* START Extracted text *

Analysis of comparative effectiveness of
state-of-the-art heuristics for CDCL SAT solvers
                 Stepan Kochemazov
                 Matrosov Institute for System Dynamics and Control Theory SB RAS, Irkutsk, Russia
                 E-mail: veinamond@gmail.com

                 Abstract. The Conflict-Driven Clause Learning algorithms for solving the Boolean
                 satisfiability problem comprise the major part of the methods used to solve various instances
                 of the problems that arise in industry and science. In recent years there have been proposed
                 several major heuristics for these algorithms which are assumed to be de facto good for the
                 solvers’ performance over diverse sets of benchmarks. The goal of this paper is to evaluate the
                 contribution of each separate heuristic to the performance of a state-of-the-art solver, see the
                 extent to which they are beneficial, and figure out if the heuristics have any particular features
                 that need to be taken into account.

* END Extracted text *

## Required actions
a) In the abstract on CDCL SAT solver heuristics, what share of the methods for solving problem instances from industry and science do Conflict-Driven Clause Learning algorithms make up?
b) Rewrite the paragraph of the abstract on CDCL SAT solver heuristics that begins "The Conflict-Driven Clause Learning algorithms" in shorter form, keeping its main facts.

* START Material supplied *

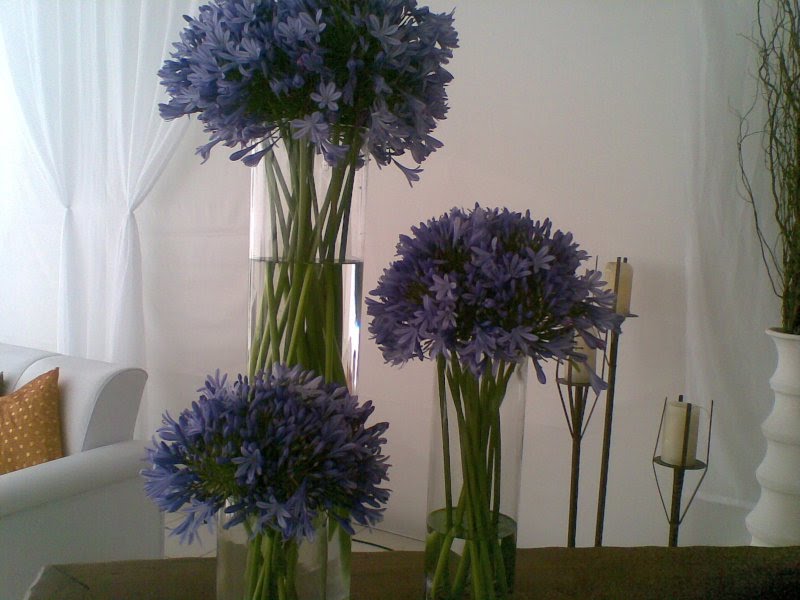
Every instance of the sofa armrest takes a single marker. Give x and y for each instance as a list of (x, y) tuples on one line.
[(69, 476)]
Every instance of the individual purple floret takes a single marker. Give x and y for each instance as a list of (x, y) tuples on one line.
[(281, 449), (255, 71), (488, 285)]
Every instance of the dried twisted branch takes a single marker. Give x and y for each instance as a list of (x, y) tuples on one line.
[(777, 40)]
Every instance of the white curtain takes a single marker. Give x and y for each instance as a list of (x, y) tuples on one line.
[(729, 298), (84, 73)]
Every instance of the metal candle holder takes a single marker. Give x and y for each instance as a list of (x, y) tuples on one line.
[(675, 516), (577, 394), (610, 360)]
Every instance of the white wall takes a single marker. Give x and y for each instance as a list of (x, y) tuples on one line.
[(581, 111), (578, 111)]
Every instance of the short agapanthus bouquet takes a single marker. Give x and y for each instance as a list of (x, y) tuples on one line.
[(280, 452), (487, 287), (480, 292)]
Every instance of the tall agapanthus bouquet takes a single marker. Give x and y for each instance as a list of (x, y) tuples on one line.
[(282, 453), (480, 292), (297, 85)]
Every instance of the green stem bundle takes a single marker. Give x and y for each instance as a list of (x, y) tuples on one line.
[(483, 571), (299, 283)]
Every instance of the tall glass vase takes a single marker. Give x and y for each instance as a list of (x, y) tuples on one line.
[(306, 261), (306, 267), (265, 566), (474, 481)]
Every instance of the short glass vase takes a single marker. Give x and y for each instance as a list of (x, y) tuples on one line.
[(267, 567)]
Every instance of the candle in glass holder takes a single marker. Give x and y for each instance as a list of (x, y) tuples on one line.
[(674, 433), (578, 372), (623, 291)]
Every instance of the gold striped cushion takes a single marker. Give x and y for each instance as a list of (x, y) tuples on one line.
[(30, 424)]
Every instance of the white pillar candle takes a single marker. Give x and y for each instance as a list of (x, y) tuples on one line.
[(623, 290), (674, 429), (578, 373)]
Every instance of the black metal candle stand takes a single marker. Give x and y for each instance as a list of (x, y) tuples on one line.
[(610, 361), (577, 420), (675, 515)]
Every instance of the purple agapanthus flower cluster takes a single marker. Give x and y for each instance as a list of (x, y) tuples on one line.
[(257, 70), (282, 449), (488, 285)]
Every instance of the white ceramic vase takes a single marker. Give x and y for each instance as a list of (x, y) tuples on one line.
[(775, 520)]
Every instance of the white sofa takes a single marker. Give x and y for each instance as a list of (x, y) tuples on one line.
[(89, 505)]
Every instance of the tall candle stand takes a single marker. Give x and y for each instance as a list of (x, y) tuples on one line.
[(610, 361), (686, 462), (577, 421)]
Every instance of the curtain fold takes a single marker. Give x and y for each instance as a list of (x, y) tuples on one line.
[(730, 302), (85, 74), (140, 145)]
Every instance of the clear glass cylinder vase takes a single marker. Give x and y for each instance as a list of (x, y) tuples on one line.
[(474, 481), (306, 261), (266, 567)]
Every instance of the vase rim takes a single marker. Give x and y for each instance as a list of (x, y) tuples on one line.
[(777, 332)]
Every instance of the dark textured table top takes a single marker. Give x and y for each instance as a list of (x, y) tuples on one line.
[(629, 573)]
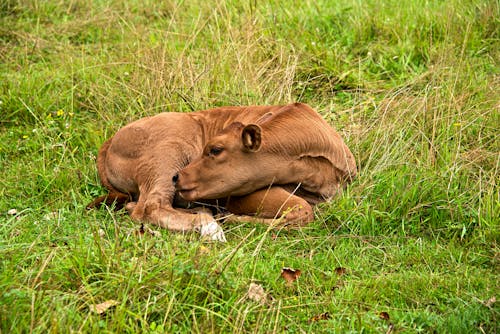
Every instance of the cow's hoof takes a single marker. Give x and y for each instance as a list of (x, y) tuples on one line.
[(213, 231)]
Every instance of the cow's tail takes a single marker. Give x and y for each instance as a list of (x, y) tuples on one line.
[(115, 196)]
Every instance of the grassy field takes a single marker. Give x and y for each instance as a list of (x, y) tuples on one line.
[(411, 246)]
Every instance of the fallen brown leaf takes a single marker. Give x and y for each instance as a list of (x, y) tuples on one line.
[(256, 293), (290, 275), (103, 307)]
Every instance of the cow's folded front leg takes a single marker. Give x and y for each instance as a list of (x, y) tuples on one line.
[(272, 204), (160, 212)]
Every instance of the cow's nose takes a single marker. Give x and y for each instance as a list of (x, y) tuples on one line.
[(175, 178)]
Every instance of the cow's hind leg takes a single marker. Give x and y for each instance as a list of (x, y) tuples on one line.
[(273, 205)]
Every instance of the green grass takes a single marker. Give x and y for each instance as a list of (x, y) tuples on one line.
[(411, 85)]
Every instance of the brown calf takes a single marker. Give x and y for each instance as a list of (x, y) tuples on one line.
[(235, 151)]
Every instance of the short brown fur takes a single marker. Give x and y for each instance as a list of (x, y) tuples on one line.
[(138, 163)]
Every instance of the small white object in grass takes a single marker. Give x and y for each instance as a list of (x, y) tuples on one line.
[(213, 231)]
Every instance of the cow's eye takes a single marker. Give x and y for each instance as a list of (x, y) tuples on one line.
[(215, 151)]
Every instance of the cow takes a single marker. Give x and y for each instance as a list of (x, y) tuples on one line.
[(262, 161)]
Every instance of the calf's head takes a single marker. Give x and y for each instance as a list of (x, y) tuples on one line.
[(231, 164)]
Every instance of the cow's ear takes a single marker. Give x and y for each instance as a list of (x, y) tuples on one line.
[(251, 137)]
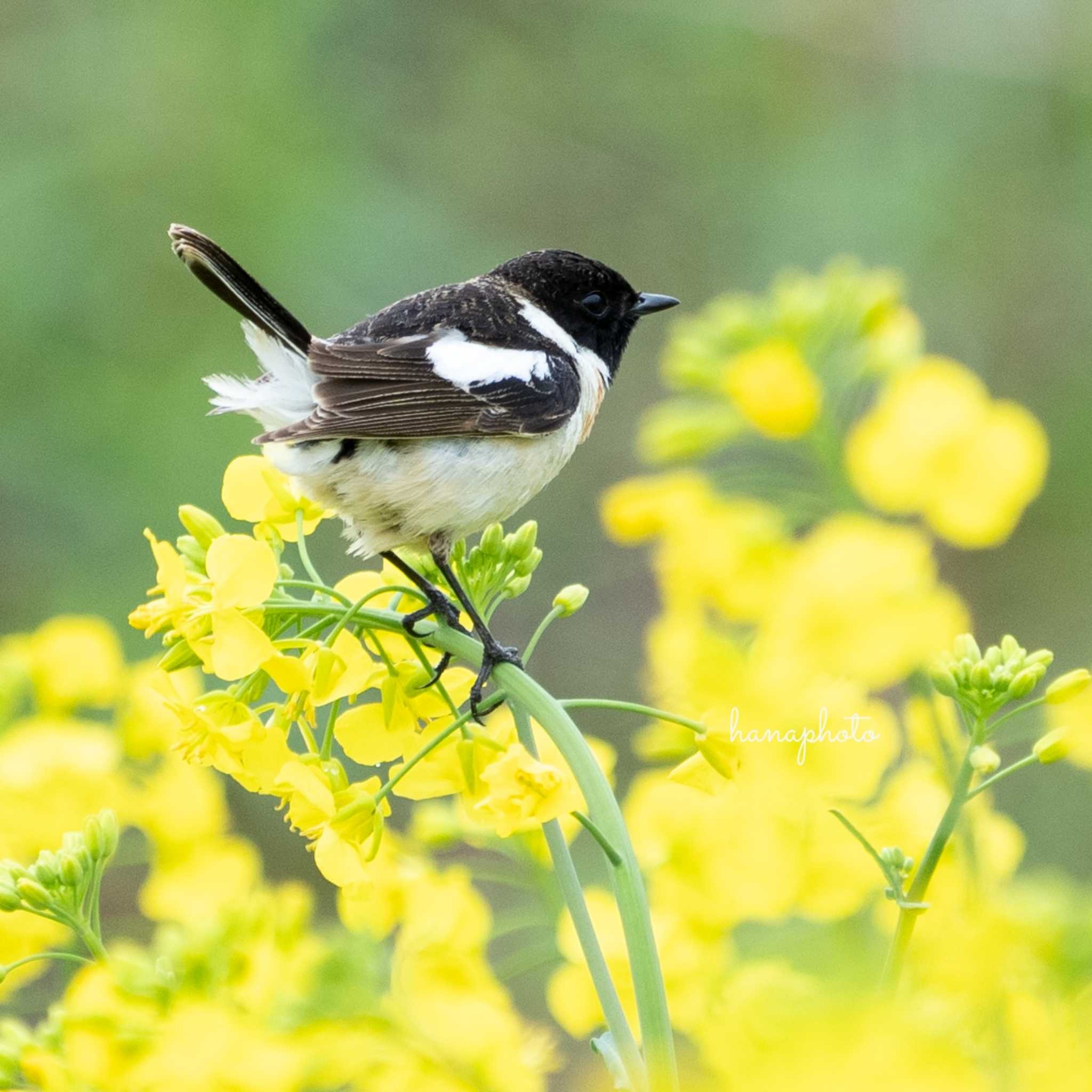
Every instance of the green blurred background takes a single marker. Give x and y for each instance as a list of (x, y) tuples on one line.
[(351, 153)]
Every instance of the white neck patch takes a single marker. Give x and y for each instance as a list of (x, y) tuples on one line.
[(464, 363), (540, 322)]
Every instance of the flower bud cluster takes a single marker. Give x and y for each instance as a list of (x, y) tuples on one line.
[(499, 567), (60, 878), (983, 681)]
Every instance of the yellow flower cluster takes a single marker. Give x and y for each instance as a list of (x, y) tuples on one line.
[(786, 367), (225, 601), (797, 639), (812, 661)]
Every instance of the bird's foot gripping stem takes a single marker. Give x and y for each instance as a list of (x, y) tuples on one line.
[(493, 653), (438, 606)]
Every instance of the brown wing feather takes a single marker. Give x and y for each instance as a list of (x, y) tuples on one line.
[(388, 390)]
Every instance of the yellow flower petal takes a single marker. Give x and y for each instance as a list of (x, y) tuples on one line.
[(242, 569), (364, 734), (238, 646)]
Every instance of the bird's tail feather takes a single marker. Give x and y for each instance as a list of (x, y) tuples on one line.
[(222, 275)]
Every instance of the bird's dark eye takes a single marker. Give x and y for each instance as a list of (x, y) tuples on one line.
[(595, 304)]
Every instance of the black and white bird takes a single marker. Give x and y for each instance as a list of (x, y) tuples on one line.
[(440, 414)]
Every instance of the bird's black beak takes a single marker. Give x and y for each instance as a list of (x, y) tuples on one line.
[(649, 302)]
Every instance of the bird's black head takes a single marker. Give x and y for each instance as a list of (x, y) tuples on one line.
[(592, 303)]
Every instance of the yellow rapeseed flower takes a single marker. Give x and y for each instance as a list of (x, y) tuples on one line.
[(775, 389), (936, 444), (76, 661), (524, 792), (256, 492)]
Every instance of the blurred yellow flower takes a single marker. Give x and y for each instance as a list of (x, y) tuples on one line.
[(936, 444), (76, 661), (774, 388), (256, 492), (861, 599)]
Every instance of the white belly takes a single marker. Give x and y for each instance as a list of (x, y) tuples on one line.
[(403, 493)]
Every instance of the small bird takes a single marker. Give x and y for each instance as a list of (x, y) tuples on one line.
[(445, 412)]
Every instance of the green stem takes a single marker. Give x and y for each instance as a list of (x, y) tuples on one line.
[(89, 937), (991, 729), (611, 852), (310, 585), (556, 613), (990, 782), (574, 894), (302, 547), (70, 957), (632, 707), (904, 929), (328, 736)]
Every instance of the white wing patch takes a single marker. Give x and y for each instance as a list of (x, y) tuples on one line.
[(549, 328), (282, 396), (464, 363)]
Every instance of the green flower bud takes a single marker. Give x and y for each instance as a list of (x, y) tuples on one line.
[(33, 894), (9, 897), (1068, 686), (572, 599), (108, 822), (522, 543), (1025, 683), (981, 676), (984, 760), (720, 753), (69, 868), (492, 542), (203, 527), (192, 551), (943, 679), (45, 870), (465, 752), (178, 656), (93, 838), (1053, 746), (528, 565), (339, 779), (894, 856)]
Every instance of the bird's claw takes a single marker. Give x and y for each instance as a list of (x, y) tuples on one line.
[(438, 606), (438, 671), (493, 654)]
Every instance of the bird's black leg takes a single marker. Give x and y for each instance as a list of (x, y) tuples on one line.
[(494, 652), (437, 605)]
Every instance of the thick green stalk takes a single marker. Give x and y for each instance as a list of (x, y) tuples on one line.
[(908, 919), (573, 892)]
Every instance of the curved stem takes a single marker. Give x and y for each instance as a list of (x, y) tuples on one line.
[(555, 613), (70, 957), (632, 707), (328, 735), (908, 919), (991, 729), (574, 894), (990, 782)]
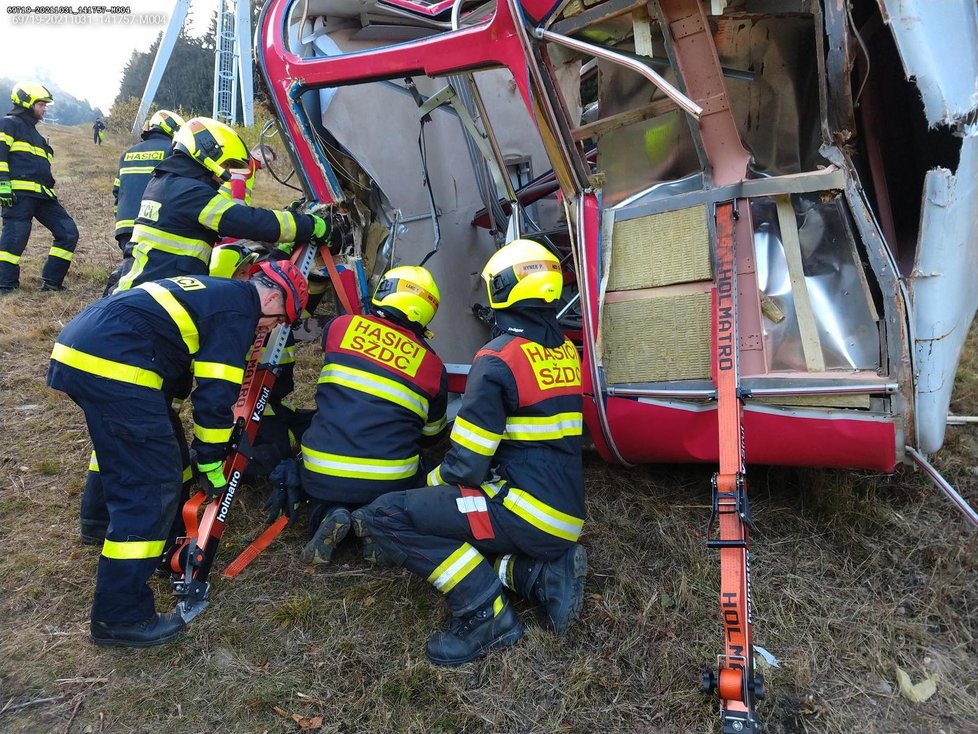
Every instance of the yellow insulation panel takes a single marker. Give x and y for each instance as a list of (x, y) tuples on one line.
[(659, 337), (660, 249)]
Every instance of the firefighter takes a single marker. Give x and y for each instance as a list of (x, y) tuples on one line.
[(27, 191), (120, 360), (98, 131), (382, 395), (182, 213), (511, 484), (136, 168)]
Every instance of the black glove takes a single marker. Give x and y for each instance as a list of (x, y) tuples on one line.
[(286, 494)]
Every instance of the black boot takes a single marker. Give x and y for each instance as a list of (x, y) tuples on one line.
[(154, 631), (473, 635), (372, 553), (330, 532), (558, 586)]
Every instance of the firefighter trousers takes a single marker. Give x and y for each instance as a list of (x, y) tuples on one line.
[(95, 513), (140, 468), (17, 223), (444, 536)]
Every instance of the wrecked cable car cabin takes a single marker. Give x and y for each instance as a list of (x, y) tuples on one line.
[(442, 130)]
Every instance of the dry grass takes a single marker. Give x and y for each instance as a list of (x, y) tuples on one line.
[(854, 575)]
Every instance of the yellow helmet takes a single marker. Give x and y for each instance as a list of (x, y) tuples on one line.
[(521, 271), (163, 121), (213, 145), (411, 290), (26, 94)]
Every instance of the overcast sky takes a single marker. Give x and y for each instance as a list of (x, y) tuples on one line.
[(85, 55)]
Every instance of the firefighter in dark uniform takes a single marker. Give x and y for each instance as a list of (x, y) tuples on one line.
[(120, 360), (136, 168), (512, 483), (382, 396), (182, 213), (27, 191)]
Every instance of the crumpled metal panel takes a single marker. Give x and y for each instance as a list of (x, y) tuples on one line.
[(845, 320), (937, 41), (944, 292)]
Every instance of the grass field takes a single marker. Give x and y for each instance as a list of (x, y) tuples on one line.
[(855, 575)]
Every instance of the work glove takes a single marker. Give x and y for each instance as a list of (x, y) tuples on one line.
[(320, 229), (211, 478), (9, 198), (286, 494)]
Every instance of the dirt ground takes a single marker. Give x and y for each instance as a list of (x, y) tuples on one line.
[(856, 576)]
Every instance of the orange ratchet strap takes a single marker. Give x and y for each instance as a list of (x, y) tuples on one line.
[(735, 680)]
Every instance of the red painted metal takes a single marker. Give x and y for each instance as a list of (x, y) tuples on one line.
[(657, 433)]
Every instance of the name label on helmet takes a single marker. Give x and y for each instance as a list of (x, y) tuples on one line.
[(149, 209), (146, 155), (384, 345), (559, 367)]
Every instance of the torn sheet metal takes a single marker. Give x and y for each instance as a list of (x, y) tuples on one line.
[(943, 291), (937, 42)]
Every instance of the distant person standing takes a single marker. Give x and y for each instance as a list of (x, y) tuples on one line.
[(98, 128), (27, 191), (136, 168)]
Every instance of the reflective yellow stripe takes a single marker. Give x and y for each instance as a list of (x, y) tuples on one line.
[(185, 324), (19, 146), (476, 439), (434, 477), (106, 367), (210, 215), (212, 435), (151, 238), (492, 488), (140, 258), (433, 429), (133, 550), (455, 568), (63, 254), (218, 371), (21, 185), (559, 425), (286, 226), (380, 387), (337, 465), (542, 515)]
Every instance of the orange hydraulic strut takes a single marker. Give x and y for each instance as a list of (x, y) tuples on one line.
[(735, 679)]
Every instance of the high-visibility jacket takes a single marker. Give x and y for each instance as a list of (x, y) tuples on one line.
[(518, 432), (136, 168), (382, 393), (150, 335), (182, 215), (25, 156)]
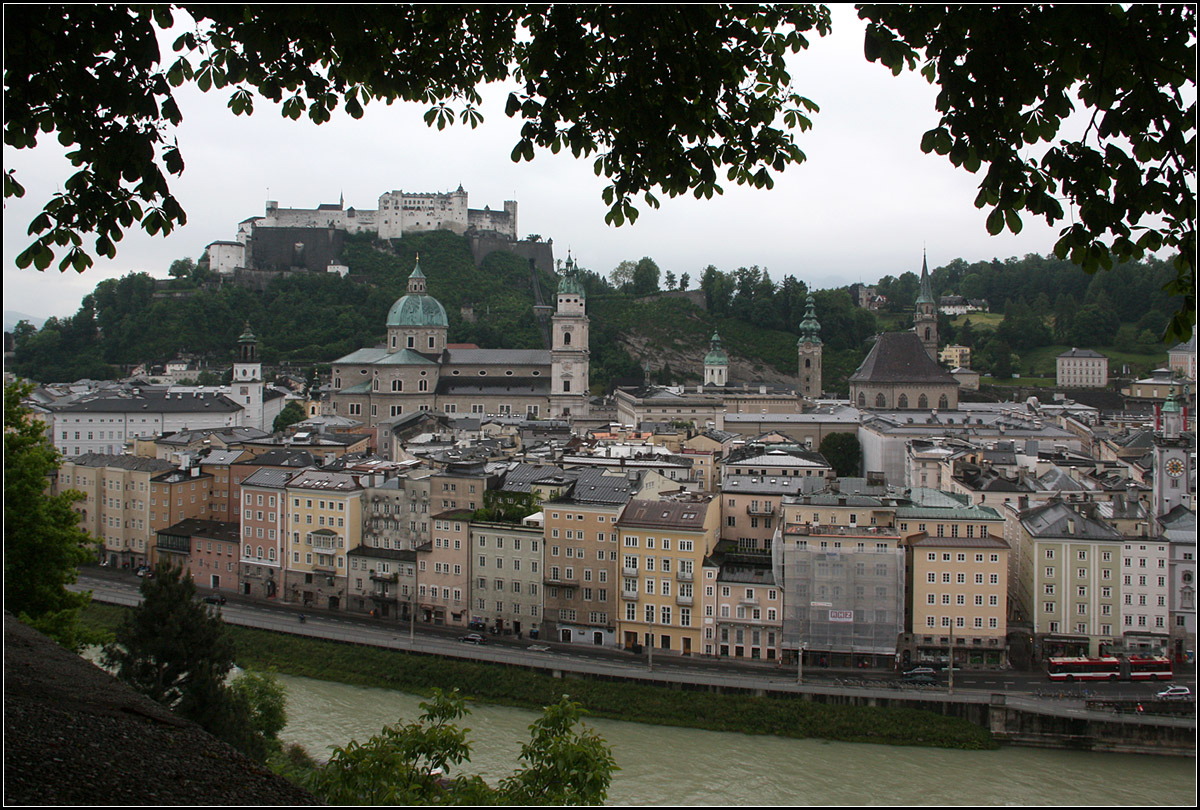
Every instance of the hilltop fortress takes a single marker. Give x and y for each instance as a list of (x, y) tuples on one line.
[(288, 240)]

* END Material supplied *

## Completed exercise
a) They make up the major part of those methods.

b) Conflict-Driven Clause Learning algorithms account for most of the methods used to solve Boolean satisfiability instances arising in industry and science. Several major heuristics proposed for them in recent years are assumed to be de facto good for solver performance across diverse benchmarks. The paper sets out to measure each heuristic's separate contribution to a state-of-the-art solver's performance, judge how beneficial each one is, and determine whether any of them have particular features that need to be taken into account.